TASK INSTRUCTIONS
Lines that contain "cleat": how many are there in the listing below? Answer with a number and nothing more.

********

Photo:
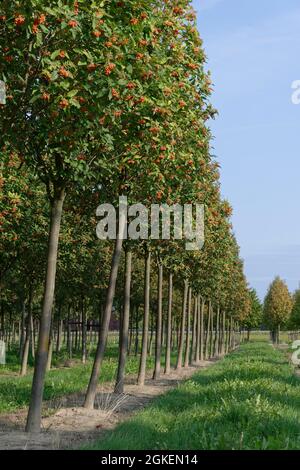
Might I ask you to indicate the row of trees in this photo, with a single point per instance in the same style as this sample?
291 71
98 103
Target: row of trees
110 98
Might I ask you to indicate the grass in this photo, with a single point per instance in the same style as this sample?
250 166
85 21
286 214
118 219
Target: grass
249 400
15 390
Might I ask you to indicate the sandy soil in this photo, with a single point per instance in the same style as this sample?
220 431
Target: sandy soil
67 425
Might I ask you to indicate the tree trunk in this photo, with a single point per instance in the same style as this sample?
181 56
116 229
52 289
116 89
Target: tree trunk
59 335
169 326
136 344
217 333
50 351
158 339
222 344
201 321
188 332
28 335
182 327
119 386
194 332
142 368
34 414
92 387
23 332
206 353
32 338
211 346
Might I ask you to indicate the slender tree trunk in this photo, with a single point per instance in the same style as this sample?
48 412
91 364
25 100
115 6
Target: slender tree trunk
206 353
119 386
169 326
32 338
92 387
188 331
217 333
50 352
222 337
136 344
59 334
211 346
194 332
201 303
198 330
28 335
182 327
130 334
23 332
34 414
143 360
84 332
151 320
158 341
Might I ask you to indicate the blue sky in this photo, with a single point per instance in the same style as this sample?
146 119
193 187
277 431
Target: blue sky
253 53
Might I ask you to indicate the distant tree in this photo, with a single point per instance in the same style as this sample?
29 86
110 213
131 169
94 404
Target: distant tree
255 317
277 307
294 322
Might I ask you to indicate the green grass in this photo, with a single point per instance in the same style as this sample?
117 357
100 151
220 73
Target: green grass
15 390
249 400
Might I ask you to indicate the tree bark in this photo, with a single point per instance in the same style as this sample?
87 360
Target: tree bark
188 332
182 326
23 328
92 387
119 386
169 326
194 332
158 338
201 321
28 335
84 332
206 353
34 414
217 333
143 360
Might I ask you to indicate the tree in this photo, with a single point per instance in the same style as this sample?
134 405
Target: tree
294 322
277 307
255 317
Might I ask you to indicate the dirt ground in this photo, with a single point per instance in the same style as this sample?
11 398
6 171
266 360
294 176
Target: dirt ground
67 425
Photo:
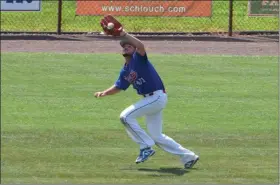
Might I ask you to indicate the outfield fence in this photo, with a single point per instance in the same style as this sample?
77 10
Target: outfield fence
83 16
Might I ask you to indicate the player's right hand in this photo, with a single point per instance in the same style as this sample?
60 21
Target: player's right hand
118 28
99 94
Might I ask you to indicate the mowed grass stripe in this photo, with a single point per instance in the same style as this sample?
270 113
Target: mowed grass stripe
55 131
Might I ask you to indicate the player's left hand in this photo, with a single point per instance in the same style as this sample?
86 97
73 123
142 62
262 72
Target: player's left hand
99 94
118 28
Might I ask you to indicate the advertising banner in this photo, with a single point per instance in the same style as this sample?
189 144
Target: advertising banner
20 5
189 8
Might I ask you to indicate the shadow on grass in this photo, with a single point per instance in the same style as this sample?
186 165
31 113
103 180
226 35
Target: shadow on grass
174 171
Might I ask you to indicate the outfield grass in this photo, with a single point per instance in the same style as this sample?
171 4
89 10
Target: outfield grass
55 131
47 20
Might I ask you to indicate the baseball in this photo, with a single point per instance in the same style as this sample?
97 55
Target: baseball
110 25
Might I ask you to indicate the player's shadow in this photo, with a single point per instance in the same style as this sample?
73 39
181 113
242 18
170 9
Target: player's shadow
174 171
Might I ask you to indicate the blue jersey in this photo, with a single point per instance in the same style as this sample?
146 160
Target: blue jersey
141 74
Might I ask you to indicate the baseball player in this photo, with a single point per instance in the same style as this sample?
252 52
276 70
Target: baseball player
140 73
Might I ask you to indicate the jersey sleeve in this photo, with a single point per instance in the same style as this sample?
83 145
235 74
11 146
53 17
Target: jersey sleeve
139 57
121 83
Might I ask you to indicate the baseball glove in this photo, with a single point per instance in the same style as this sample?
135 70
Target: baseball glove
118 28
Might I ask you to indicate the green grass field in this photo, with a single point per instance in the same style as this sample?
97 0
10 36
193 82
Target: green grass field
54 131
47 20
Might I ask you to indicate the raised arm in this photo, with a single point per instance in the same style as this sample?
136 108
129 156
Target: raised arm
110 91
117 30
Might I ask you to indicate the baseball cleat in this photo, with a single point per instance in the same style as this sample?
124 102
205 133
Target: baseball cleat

********

EXERCISE SOLUTION
2